■ **Task directions**:
Restate the records below word for word.

[Start of Data provided]

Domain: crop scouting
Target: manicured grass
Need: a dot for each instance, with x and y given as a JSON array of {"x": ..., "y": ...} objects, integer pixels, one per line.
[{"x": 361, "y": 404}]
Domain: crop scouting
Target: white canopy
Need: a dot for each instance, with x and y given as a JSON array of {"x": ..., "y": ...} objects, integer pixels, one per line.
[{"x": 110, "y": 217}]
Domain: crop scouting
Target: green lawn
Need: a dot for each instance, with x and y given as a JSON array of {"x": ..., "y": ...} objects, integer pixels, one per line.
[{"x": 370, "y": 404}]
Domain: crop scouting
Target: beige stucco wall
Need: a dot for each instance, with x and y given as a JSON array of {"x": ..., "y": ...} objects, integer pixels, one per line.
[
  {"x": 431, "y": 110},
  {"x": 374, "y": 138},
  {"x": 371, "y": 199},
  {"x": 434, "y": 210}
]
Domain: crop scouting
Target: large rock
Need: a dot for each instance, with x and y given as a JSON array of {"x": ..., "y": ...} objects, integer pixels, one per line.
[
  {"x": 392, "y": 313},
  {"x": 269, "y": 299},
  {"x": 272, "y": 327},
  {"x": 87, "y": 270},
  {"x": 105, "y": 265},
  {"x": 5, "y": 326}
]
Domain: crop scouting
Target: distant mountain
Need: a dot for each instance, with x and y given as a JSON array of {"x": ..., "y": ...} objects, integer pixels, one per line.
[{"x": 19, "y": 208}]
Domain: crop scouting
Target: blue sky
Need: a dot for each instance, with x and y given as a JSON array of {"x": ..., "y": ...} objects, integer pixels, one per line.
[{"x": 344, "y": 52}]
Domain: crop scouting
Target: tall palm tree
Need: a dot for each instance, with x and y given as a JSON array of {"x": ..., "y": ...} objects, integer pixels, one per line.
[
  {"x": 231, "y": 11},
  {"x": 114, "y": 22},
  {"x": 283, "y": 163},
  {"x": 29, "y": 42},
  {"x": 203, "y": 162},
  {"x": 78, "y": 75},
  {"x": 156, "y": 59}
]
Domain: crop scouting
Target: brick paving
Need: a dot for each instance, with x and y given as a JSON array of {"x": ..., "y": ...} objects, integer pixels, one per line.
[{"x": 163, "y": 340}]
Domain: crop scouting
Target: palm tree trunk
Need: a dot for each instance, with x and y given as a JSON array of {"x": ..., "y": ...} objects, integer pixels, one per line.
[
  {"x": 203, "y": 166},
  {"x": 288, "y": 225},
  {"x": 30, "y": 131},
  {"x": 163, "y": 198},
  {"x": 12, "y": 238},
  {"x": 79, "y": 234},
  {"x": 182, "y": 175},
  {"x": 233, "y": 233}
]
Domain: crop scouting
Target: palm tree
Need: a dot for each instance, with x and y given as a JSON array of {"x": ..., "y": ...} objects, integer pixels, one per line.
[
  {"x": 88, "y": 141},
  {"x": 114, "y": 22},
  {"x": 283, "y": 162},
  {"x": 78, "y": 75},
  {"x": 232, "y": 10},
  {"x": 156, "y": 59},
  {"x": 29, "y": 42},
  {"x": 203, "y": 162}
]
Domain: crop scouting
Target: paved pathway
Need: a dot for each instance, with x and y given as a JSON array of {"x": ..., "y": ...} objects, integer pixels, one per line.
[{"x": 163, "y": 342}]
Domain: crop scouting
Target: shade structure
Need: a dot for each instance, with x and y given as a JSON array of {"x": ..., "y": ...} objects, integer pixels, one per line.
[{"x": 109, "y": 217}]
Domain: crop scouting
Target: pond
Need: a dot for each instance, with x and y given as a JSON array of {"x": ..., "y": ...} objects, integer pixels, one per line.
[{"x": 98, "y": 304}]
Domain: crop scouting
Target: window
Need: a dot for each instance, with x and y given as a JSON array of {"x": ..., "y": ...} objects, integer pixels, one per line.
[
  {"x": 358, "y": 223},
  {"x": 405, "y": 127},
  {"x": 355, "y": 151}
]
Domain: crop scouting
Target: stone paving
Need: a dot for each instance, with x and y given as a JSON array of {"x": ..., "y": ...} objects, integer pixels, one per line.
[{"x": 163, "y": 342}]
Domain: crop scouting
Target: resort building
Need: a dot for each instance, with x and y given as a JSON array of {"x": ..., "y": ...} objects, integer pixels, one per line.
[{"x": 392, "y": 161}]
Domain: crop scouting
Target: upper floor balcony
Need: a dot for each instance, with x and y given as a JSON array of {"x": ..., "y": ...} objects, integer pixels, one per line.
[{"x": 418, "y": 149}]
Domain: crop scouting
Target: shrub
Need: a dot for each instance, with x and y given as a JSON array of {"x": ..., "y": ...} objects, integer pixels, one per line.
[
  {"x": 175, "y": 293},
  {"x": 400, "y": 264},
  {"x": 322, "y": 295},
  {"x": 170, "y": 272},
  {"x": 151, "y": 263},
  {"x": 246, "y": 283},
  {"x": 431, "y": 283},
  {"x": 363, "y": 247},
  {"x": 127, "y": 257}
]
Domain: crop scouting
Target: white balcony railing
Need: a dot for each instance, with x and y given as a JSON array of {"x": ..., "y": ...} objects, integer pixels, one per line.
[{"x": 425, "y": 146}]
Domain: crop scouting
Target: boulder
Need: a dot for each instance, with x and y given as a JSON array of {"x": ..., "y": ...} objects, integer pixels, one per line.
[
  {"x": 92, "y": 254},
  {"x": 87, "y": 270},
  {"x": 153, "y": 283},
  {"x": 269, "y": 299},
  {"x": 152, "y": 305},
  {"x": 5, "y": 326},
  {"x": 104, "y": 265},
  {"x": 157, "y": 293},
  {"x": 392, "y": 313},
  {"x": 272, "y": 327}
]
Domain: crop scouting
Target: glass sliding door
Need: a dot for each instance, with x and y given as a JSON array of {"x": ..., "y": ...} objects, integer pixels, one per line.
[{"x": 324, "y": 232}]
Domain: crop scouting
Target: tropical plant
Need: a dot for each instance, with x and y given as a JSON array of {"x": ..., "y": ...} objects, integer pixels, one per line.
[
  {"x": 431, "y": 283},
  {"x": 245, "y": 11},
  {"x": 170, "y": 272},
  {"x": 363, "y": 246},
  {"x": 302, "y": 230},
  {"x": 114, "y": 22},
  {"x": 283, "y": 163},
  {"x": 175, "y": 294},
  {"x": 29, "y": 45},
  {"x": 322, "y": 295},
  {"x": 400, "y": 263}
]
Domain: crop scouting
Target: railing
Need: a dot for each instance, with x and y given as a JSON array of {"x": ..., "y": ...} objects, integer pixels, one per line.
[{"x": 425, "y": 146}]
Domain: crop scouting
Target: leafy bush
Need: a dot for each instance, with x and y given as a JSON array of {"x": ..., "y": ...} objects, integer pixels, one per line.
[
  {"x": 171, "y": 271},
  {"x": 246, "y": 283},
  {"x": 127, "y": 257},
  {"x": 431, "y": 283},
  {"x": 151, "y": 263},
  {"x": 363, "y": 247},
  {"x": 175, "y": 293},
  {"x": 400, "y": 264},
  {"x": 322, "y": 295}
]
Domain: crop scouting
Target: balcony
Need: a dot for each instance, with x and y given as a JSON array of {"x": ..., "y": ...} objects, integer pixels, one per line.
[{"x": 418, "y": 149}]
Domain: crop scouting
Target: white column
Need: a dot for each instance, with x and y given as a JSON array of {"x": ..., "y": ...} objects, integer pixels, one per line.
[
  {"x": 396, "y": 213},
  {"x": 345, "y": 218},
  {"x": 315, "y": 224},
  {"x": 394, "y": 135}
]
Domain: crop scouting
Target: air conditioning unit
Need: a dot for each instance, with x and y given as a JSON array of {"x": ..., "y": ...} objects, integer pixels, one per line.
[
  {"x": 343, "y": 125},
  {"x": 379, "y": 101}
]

[End of Data provided]

■ **Result of this task**:
Domain: crop scouting
Target: manicured grass
Need: a dot for each instance, with x and y given as a JSON array of {"x": ..., "y": ...} objects, integer pixels, one per line.
[{"x": 361, "y": 404}]
Domain: crop scouting
Target: white canopy
Need: a dot for each instance, with x and y given as a JSON array of {"x": ..., "y": ...} objects, integer pixels, one per line.
[{"x": 110, "y": 217}]
Domain: crop scouting
Target: green lawn
Need: a dot for each instance, with x and y given as a JSON array of {"x": ..., "y": ...} objects, integer pixels, one per line.
[{"x": 370, "y": 404}]
Domain: crop scouting
Target: beige stucco wall
Need: a dot for each instance, with x and y given as a JSON array of {"x": ..., "y": ...} objects, integer pixels, one per line.
[
  {"x": 431, "y": 110},
  {"x": 374, "y": 138},
  {"x": 371, "y": 199},
  {"x": 434, "y": 210}
]
Domain: crop scouting
Target: large rock
Need: a dot for each instance, with x and y given as a JSON array of {"x": ..., "y": ...} objects, integer pixels, one per line.
[
  {"x": 392, "y": 313},
  {"x": 269, "y": 299},
  {"x": 272, "y": 327},
  {"x": 87, "y": 270},
  {"x": 105, "y": 265},
  {"x": 5, "y": 326}
]
Domain: crop scouting
Target: distant mountain
Need: a dot for each instance, with x and y given as a JSON array of {"x": ..., "y": ...} objects, integer pixels, one per line.
[{"x": 19, "y": 208}]
Domain: crop scouting
Target: blue sky
Need: a dot for each instance, with x and y given as a JSON array of {"x": ..., "y": ...} objects, integer pixels, one per line.
[{"x": 344, "y": 52}]
Domain: crop scouting
Target: tall palm tree
Need: a dot for each instance, with x and y given as a JSON array of {"x": ..., "y": ...} objects, integer pixels, one per line.
[
  {"x": 231, "y": 11},
  {"x": 114, "y": 22},
  {"x": 283, "y": 163},
  {"x": 29, "y": 42},
  {"x": 203, "y": 162},
  {"x": 78, "y": 75},
  {"x": 156, "y": 59}
]
Domain: crop scouting
Target: brick paving
Need: a dot for each instance, with x and y given as a JSON array of {"x": ..., "y": ...} objects, integer pixels, one per line.
[{"x": 163, "y": 340}]
Domain: crop scouting
Target: palm tree trunk
Need: a dot for each instance, with x and y given as a JSON array of {"x": ..., "y": ...} objects, integer pixels, one per line.
[
  {"x": 203, "y": 166},
  {"x": 288, "y": 225},
  {"x": 30, "y": 131},
  {"x": 163, "y": 198},
  {"x": 12, "y": 238},
  {"x": 79, "y": 234},
  {"x": 182, "y": 175},
  {"x": 233, "y": 233}
]
Domain: crop scouting
Target: palm tree
Need: a dot for each instance, with x and y given as a JSON array of {"x": ..., "y": ...} objects, integer pixels, one per line.
[
  {"x": 88, "y": 141},
  {"x": 114, "y": 22},
  {"x": 283, "y": 162},
  {"x": 78, "y": 75},
  {"x": 232, "y": 10},
  {"x": 156, "y": 59},
  {"x": 29, "y": 42},
  {"x": 203, "y": 162}
]
Domain: crop scouting
Target: paved pathway
Need: a dot for each instance, with x and y given as a JSON array of {"x": ..., "y": ...} objects, integer pixels, one per line.
[{"x": 163, "y": 342}]
Domain: crop scouting
Target: shade structure
Need: a dot for each instance, with x and y given as a JSON array of {"x": ..., "y": ...} objects, integer pixels, one per line.
[{"x": 109, "y": 217}]
Domain: crop scouting
Target: pond
Need: a dot for each instance, with x and y given as a JSON array of {"x": ..., "y": ...} objects, integer pixels, one per line.
[{"x": 98, "y": 304}]
Domain: crop scouting
Target: window
Need: a dot for each instance, with x and y given as a JSON array of {"x": ..., "y": ...} objects, integer pixels, one per line.
[
  {"x": 358, "y": 223},
  {"x": 405, "y": 127},
  {"x": 355, "y": 151}
]
Domain: crop scouting
Target: stone paving
Need: a dot for each instance, with x and y given as a JSON array of {"x": ..., "y": ...} objects, integer pixels, one per line.
[{"x": 163, "y": 342}]
Domain: crop scouting
Target: resort building
Need: a dot for each instance, with x and y given as a JSON array of {"x": ..., "y": ...} objects, integer pixels, one per line.
[{"x": 392, "y": 161}]
Domain: crop scouting
Target: upper floor balcony
Need: a dot for each instance, with x and y given as a JSON array of {"x": ..., "y": ...} objects, integer pixels, one per line.
[{"x": 418, "y": 149}]
Domain: crop scouting
Target: shrub
Need: a dot for each instance, with x and y given as a JSON array of {"x": ..., "y": ...} objects, integer pixels, one per line.
[
  {"x": 175, "y": 293},
  {"x": 400, "y": 264},
  {"x": 322, "y": 295},
  {"x": 170, "y": 272},
  {"x": 151, "y": 263},
  {"x": 246, "y": 283},
  {"x": 431, "y": 283},
  {"x": 363, "y": 247},
  {"x": 127, "y": 257}
]
Domain: crop scouting
Target: white balcony railing
Need: a dot for each instance, with x and y given as a JSON array of {"x": ..., "y": ...} objects, integer pixels, one per line.
[{"x": 425, "y": 146}]
Domain: crop scouting
Target: boulder
Need: a dot for each instance, with x and y given as a JSON array of {"x": ..., "y": ...} objects, integer pixels, one per line.
[
  {"x": 92, "y": 254},
  {"x": 87, "y": 270},
  {"x": 153, "y": 283},
  {"x": 269, "y": 299},
  {"x": 152, "y": 305},
  {"x": 5, "y": 326},
  {"x": 104, "y": 265},
  {"x": 157, "y": 293},
  {"x": 392, "y": 313},
  {"x": 272, "y": 327}
]
Domain: crop scouting
Target: glass sliding door
Need: a dot for each instance, with x and y given as a JSON array of {"x": ..., "y": ...} objects, integer pixels, one per line.
[{"x": 324, "y": 232}]
Domain: crop scouting
Target: tropical plant
Need: a dot for each instance, with x and y given as a JSON array of {"x": ..., "y": ...} objects, integer pixels, one per line.
[
  {"x": 431, "y": 283},
  {"x": 245, "y": 11},
  {"x": 170, "y": 272},
  {"x": 363, "y": 246},
  {"x": 302, "y": 230},
  {"x": 114, "y": 22},
  {"x": 283, "y": 163},
  {"x": 175, "y": 294},
  {"x": 29, "y": 45},
  {"x": 322, "y": 295},
  {"x": 400, "y": 263}
]
Domain: crop scouting
Target: railing
Need: a dot for each instance, with x and y given as a JSON array of {"x": ..., "y": ...} objects, integer pixels, one per line.
[{"x": 425, "y": 146}]
Domain: crop scouting
Target: leafy bush
Need: a dot for each instance, with x and y given as a JSON array of {"x": ..., "y": ...} objects, integer pixels, one per line.
[
  {"x": 171, "y": 271},
  {"x": 246, "y": 283},
  {"x": 127, "y": 257},
  {"x": 431, "y": 283},
  {"x": 151, "y": 263},
  {"x": 363, "y": 247},
  {"x": 175, "y": 293},
  {"x": 400, "y": 264},
  {"x": 322, "y": 295}
]
Domain: crop scouting
Target: balcony
Need: a dot for each instance, with x and y given as a JSON array of {"x": ..., "y": ...} objects, integer pixels, one per line.
[{"x": 418, "y": 149}]
Domain: crop scouting
Target: white column
Need: a dot for each instance, with x and y given as a JSON array of {"x": ..., "y": ...} objects, integer pixels, one per line.
[
  {"x": 396, "y": 213},
  {"x": 345, "y": 218},
  {"x": 315, "y": 224},
  {"x": 394, "y": 135}
]
Domain: crop scouting
Target: air conditioning unit
Need: a dot for each instance, with x and y given as a JSON array of {"x": ..., "y": ...} objects, integer pixels, one per line.
[
  {"x": 343, "y": 125},
  {"x": 379, "y": 101}
]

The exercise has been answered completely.